◆ **Exercise instructions**
**a.** In the passage below on genetic kin and embryo adoption, translate this sentence into Spanish: "A child was born after living as an embryo for 19 years in a freezer."
**b.** Continue the passage below on genetic kin and embryo adoption, beginning after its final sentence.
-- Excerpt to read follows --
For caretakers who don’t wish their children to long for their genetic kin, stories like Trenka’s and mine are annoying. There are only two options from here. One, adoptive parents or those using sperm or egg donors must concede that genetic ties are important and find some way of cooperating with the child’s genetic parents—which can be messy and inconvenient for the caretakers. Or two, the caretaker can make it even more difficult for the child to find his genetic kin. The caretaker will reign supreme with a hermetic title as Mother or Father.
Distance or Dungeon. Or both.
Today, adults can separate children from their genetic kin not just by traveling geological distance, but by bending time and space. They can bring a child into the world who is wildly younger than his natural parents or siblings by cryogenically freezing them as embryos.
This happened recently in an “embryo adoption” case. A child was born after living as an embryo for 19 years in a freezer.
This 20-year-old infant, Liam James, has full genetic siblings who are now beginning adulthood. They were all created with eggs from an anonymous egg donor. Little Liam was first sold by his genetic mother, then separated from his siblings, put on ice, and “adopted” two decades later by a single-mom-by-choice who “couldn’t wait around anymore for someone to try with.” It’s impossible to say that the child’s best interests were seriously considered at any of the transactional stages before Liam’s birth.
-- Excerpt to read concluded --
-- Excerpted records follows --
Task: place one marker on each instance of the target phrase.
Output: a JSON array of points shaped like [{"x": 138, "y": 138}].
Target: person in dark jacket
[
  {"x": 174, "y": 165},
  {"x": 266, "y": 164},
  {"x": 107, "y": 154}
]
-- Excerpted records concluded --
◆ **Answers to the tasks**
**a.** Un niño nació después de haber vivido como embrión durante 19 años en un congelador.

**b.**
This type of creation will become more popular if left unregulated. In the eyes of the caretaker, and the doctors, it is a cleaner arrangement. It’s hard work to cooperate with others (which is why marriage is so difficult and in decline). People don’t want to deal with the child’s other parent(s), strangers they don’t know and don’t care for. They want full control, full memetic immortality.
For doctors, embryo adoption is good business. You don’t have to feed embryos, or change their diapers, or oversee their education and development. You just put the microscopic inventory in a machine, and make sure the electric bill is paid and the nitrogen tanks are full. It’s easy to hyper-stimulate women during IVF and stash away an extra egg or two, paid for by the infertile patient—thereby increasing your stock, while minimizing effort and expense and maximizing profits.
The nitrogen dungeons we put embryos in are not like the dungeons of Ariel Castro or Josef Fritzl. They are not immediately painful forms of imprisonment that a born human with a fully developed brain and body parts could suffer from.
But this new form of human trafficking is nevertheless a threat to individual and societal wellbeing, just as displacement during slavery was harmful to African Americans, as Malcolm X and Alex Haley argued. It burdens the child just as anonymity hijacks the energy of donor-conceived offspring like me, Lindsay Greenawalt, Kathleen LaBounty, Olivia Pratten, Barry Stevens, Damian Adams, Joanna Rose, and Narelle Grech.
When baby Liam grows up and wants to know where he comes from and who his genetic parents and siblings are, he won’t just have an ocean to straddle, or a language to learn, he’ll have to grapple with time itself.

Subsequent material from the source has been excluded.